== WHAT YOU NEED TO DO ==
Continue the news article below about Colorado schools treating COVID as a routine disease, starting right after its last sentence.

== TEXT BLOCK ==
Colorado schools soon can treat COVID like a routine disease, health officials say

A high school student sits on top of a desk in a classroom. He’s in profile. He’s wearing a black face mask. Other students have masks too.

Just weeks after Colorado schools were straining under the omicron wave, state public health officials say that soon they can start treating COVID more like other communicable diseases, such as flu and norovirus.

The Colorado Department of Public Health and Environment announced the guidance change Friday with a target date of Feb. 28, just a few weeks shy of the two-year anniversary of widespread school closures in March 2020.

“As COVID-19 case rates, percent positivity, and hospitalization rates continue to decrease and stabilize, it is appropriate for schools to choose a more typical routine disease control model,” State Epidemiologist Rachel Herlihy said in a press release. “This approach will help schools, parents, and teachers continue in-person learning with fewer disruptions, but schools should consider transitioning to this option cautiously, as moving too soon could result in an increase in transmission.” 

With the exception of one county, the federal Centers for Disease Control and Prevention reports that all of Colorado has high rates of transmission, shown as red on its maps. State public health officials said they recommend schools not move to more relaxed protocols until case rates are at moderate or low levels and have stabilized there.

(Referring expression records)
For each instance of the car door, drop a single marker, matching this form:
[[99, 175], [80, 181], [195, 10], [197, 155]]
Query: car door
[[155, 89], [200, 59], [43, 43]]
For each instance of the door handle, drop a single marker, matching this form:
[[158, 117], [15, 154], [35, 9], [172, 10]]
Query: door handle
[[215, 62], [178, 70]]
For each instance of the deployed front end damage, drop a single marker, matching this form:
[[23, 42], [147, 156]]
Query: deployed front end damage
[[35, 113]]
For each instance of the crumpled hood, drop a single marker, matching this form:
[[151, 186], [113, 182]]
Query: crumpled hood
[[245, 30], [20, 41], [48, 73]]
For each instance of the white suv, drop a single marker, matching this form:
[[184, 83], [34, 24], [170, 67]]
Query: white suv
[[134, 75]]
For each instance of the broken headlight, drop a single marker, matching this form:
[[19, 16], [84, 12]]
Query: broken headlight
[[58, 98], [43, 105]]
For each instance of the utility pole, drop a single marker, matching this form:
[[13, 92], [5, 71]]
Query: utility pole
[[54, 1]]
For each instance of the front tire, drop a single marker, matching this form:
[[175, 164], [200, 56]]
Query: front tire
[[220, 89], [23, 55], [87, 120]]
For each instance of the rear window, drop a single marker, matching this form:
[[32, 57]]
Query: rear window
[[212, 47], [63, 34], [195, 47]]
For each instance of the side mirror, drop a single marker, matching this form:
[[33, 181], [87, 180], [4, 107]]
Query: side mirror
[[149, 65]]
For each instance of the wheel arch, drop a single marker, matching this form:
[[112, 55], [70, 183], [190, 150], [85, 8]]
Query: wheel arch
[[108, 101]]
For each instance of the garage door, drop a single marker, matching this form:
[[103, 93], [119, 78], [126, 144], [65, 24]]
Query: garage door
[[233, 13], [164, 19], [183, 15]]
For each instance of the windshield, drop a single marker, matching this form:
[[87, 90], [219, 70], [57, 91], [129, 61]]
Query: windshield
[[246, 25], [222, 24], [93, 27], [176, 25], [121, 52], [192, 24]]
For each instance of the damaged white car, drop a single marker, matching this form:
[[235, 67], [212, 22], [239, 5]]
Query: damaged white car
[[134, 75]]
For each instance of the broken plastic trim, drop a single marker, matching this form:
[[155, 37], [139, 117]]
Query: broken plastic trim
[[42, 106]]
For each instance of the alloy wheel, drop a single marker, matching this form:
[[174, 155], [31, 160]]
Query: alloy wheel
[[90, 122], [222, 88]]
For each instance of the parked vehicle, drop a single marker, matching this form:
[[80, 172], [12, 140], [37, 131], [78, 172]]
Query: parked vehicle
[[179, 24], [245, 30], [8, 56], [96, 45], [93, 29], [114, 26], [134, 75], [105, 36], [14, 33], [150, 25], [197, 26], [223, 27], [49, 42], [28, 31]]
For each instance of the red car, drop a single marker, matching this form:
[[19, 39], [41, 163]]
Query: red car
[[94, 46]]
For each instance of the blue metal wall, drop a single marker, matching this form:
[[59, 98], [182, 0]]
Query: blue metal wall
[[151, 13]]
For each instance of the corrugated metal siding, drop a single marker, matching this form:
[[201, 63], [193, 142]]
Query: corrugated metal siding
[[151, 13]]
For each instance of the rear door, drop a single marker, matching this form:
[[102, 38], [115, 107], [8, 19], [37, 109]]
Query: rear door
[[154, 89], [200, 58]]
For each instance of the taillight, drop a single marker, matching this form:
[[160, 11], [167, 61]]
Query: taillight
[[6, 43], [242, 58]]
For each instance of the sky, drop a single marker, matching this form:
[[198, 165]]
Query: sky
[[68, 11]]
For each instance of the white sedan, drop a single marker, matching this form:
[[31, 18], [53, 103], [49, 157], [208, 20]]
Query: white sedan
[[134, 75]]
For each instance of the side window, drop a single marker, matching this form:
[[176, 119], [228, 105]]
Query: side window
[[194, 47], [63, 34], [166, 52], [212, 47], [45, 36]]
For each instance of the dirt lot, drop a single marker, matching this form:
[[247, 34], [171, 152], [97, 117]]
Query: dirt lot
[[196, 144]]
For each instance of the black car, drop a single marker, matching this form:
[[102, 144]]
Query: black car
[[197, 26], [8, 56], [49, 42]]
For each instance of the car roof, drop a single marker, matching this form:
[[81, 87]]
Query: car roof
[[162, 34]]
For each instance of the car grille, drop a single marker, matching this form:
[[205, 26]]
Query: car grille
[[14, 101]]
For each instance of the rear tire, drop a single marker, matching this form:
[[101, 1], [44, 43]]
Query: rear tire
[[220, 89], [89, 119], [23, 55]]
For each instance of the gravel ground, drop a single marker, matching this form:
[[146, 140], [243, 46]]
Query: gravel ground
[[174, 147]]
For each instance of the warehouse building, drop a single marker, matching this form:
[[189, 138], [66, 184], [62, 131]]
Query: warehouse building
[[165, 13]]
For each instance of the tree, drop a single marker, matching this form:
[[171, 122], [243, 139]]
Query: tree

== EXERCISE RESULT ==
The new state guidance comes after most Colorado school districts already have dropped their mask mandates or set deadlines for later this month to make masks optional. Many schools have also changed their approach to quarantine, stating they will no longer require close contacts of people who test positive for COVID to stay home unless there is an active outbreak at the school.

Some public health experts believe the move to drop mask and quarantine requirements is premature. While COVID cases are much lower than they were a month ago, they remain very high, and most elementary students still aren’t vaccinated.

“I’m firmly in the position that it’s too early to be dropping these precautions,” said Susan Hassig, an epidemiology professor at Tulane University’s School of Public Health. “I know it’s probably futile, but I would like people to wait until you’re at least in the orange and preferably in the yellow,” meaning substantial or moderate rates of transmission.

Routine disease control in the case of COVID means that schools should continue to encourage vaccination and masking and report known positive cases to local public health authorities. People who test positive should stay home for five days or until symptoms resolve. Students and staff who live with someone who tested positive should also stay home.

However, schools won’t need to investigate individual cases, do contact tracing, or quarantine people who were exposed at schools. 

Schools should step up their efforts if there is an outbreak — meaning a situation in which it seems likely transmission is occurring at schools — but public health officials acknowledged those will be more difficult to detect.

“Without routine case investigation and contact tracing in place, outbreaks may be difficult to identify and outbreak thresholds challenging to implement,” the guidance states. 

Schools should report absenteeism due to respiratory illness to local public health authorities, as they have during flu season for years, and should consider signing up for wastewater monitoring where feasible, the guidance states.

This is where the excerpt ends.